## STATED TASK
Repeat the records below word for word, starting at the line that contains "In the photo below, where can the car" and ending at the line that contains "column 166, row 167", with both of those lines included. Leave the pictures out of your answer.
# START OF DATASET ENTRIES
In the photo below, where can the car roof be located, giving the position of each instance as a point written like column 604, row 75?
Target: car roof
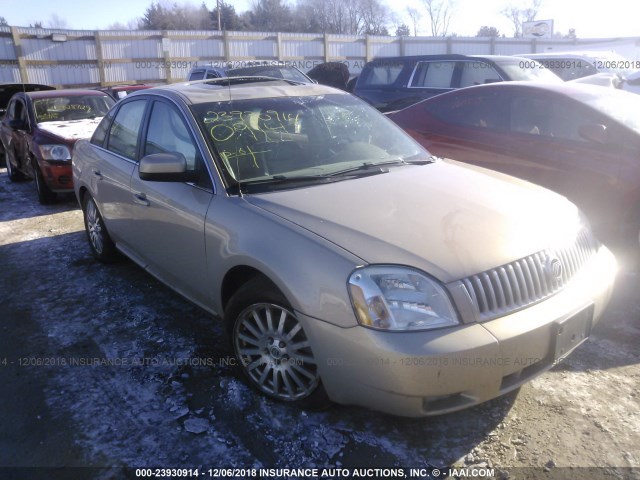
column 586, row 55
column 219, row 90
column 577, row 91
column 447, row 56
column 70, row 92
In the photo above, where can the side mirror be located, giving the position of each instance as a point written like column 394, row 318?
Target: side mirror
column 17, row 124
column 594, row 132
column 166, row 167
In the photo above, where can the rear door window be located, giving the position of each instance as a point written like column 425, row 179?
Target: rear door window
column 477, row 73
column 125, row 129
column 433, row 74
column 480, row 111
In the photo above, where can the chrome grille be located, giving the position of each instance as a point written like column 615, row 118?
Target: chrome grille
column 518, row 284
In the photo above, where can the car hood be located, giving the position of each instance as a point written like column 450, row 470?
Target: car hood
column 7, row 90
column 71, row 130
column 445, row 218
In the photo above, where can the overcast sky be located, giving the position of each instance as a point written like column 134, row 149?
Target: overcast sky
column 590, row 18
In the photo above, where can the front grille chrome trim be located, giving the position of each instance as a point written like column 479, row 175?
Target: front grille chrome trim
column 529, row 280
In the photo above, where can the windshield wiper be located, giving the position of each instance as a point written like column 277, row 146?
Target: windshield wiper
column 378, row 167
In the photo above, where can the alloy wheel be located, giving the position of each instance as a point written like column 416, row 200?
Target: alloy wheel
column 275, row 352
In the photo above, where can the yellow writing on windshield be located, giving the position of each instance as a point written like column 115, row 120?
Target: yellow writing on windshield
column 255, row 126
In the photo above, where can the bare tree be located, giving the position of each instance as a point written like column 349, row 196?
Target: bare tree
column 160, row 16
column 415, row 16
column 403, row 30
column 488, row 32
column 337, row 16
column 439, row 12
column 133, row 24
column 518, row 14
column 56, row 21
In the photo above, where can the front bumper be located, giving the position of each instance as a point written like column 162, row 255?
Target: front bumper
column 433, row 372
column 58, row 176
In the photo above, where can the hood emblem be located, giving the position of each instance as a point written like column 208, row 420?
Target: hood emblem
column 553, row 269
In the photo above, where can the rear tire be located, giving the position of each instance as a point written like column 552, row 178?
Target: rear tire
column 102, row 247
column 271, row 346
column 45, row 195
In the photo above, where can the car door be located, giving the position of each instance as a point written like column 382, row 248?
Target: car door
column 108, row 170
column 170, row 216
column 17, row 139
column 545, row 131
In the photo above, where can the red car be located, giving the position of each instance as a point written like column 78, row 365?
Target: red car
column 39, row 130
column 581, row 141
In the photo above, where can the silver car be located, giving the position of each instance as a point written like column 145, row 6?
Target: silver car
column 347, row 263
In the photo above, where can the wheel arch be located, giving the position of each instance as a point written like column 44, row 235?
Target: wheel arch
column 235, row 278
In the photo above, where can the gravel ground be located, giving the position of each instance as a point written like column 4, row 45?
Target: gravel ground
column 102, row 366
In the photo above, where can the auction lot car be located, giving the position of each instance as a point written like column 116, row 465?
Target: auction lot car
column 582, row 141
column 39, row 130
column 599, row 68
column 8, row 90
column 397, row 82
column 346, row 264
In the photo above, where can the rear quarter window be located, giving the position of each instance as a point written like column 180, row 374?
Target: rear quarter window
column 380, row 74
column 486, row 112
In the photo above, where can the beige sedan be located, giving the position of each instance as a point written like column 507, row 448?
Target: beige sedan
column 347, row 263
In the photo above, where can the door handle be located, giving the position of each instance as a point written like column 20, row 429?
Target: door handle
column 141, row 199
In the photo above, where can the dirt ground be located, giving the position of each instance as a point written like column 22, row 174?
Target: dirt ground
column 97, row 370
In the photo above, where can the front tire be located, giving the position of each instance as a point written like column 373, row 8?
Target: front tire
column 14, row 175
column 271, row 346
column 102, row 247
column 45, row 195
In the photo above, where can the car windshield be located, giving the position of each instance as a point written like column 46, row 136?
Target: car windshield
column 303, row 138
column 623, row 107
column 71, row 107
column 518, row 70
# END OF DATASET ENTRIES
# START OF DATASET ENTRIES
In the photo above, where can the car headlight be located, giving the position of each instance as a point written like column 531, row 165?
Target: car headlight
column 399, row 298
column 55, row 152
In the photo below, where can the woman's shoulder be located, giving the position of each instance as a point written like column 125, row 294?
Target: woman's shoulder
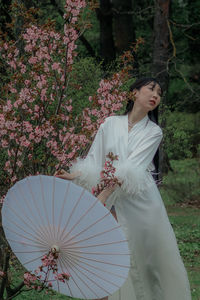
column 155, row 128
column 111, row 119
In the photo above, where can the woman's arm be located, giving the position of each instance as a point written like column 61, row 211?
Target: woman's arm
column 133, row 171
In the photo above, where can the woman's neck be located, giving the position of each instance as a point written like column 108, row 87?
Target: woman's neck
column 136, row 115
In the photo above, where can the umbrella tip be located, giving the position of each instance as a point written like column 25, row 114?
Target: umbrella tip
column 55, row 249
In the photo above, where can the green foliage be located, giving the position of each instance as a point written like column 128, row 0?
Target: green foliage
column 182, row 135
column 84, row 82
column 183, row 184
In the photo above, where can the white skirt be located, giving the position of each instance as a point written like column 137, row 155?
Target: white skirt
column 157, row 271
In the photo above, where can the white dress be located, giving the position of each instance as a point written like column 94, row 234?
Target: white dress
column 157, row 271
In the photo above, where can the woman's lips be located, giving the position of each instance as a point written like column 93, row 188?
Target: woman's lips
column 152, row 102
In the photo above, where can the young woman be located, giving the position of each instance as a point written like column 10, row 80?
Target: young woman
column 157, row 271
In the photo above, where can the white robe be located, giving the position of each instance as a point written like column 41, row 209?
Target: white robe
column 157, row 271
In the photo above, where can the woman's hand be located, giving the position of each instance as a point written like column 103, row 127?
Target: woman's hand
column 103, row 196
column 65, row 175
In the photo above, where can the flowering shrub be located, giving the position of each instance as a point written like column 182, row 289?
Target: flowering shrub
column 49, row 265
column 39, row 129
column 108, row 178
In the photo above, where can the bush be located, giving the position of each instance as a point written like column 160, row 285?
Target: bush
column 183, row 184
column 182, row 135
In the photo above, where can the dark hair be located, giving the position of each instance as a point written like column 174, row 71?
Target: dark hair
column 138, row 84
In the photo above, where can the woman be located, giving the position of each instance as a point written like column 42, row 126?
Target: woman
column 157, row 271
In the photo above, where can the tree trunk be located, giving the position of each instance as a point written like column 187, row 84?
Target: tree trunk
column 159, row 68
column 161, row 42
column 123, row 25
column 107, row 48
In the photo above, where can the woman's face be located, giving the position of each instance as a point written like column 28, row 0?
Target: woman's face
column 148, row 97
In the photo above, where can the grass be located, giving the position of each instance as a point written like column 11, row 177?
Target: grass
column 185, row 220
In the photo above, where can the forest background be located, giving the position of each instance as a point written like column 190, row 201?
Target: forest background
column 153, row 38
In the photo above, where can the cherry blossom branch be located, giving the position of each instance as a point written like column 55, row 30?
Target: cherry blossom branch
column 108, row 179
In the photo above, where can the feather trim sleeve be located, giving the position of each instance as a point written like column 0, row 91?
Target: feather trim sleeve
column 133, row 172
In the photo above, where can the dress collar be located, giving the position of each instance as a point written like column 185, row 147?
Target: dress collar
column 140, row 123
# END OF DATASET ENTRIES
# START OF DATASET ENTRIES
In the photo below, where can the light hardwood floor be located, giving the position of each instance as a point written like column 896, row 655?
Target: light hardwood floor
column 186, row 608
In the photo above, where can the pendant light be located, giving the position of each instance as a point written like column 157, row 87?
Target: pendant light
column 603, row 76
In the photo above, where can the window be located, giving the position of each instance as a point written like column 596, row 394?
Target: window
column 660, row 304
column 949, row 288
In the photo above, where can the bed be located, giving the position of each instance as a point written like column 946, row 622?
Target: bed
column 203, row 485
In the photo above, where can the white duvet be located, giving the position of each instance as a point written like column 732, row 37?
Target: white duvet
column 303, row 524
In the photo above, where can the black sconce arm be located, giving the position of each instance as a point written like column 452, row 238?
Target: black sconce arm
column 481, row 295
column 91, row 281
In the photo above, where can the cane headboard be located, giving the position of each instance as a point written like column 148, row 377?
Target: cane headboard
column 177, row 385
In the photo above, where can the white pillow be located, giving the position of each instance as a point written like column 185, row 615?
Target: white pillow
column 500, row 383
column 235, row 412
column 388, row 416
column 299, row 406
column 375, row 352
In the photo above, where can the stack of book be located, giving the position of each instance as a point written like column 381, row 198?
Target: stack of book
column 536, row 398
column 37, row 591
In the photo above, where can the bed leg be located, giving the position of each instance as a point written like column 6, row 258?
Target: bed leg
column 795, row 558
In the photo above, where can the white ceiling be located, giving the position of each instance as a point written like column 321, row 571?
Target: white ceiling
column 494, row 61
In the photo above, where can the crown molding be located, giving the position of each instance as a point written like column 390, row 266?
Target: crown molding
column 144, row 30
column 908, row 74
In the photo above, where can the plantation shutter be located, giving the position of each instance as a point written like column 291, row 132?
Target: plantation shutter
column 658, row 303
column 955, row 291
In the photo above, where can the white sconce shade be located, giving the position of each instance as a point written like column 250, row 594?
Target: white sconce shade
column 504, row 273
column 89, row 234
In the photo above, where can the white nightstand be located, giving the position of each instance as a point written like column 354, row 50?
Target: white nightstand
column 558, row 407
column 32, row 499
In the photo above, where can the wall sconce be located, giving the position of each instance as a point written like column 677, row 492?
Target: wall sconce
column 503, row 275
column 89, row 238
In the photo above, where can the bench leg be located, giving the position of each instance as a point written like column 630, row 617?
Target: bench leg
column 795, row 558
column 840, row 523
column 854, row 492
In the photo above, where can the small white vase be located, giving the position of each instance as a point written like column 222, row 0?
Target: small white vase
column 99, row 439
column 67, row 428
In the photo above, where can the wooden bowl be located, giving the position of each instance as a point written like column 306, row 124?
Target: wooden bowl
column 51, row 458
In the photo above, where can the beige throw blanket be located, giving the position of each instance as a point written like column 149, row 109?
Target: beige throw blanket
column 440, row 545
# END OF DATASET ENTRIES
## TASK SOLUTION
In the photo below, where can the car roof be located, giving the position of each instance as a point written like column 604, row 75?
Target: car roof
column 586, row 55
column 219, row 90
column 577, row 91
column 447, row 56
column 70, row 92
In the photo above, where can the side mirror be located, giving the position of each instance as a point written like column 394, row 318?
Target: side mirror
column 17, row 124
column 594, row 132
column 166, row 167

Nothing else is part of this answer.